Description of the task ::
Reproduce the passage on squatting and consumption in Amsterdam word for word, from "Whereas the conventional" to "by their consumption.".
-- START Page --
So just to summarize my ideas (feedback would be more than welcome!),
My overarching question would be "In what ways does squatting make Amsterdam more habitable?" And of course habitable could mean a lot of things in a lot of contexts. My particular context is gastronomy, especially looking at it through the lens of Michel de Certeau's concept of consumption as a form of production, in the same way that reading is a form of writing (this idea comes from my reading of the essay "The Practice of Everyday Life" in the anthology The Consumption Reader).
Whereas the conventional conception of a consumer is as one who simply "consumes" what is made available by the "established order"--a role devoid of power--de Certeau's consumer practices production by consuming things in particular ways, and thereby turning things into other things. And whereas one conventional view of squatting culture is that it is "anti-consumerist," by this other concept of the consumer, squatters are actually empowered by their consumption.
-- END Page --
-- START Given data --
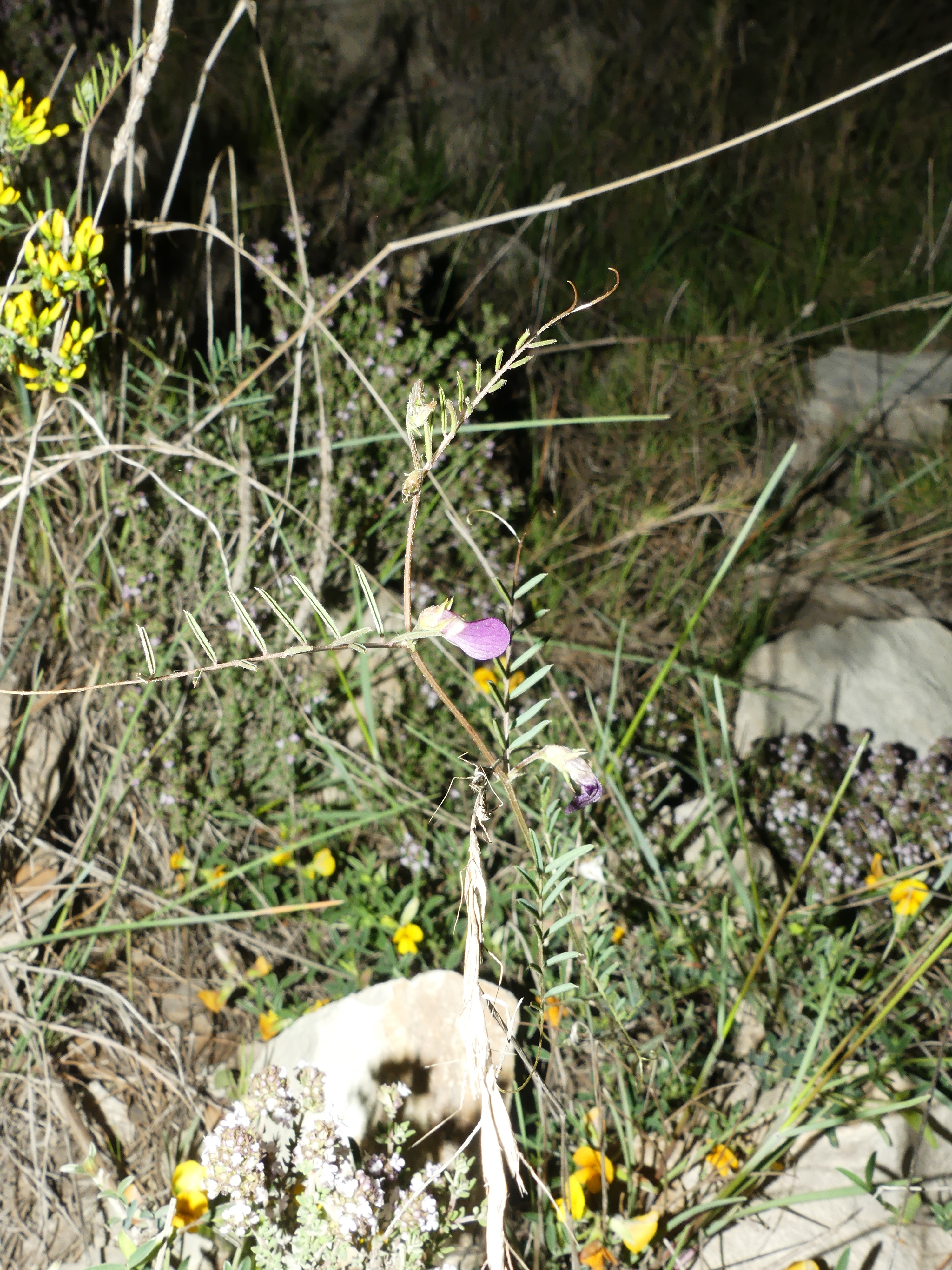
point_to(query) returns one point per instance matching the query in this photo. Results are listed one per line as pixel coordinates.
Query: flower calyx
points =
-- END Given data --
Solved problem ::
Whereas the conventional conception of a consumer is as one who simply "consumes" what is made available by the "established order"--a role devoid of power--de Certeau's consumer practices production by consuming things in particular ways, and thereby turning things into other things. And whereas one conventional view of squatting culture is that it is "anti-consumerist," by this other concept of the consumer, squatters are actually empowered by their consumption.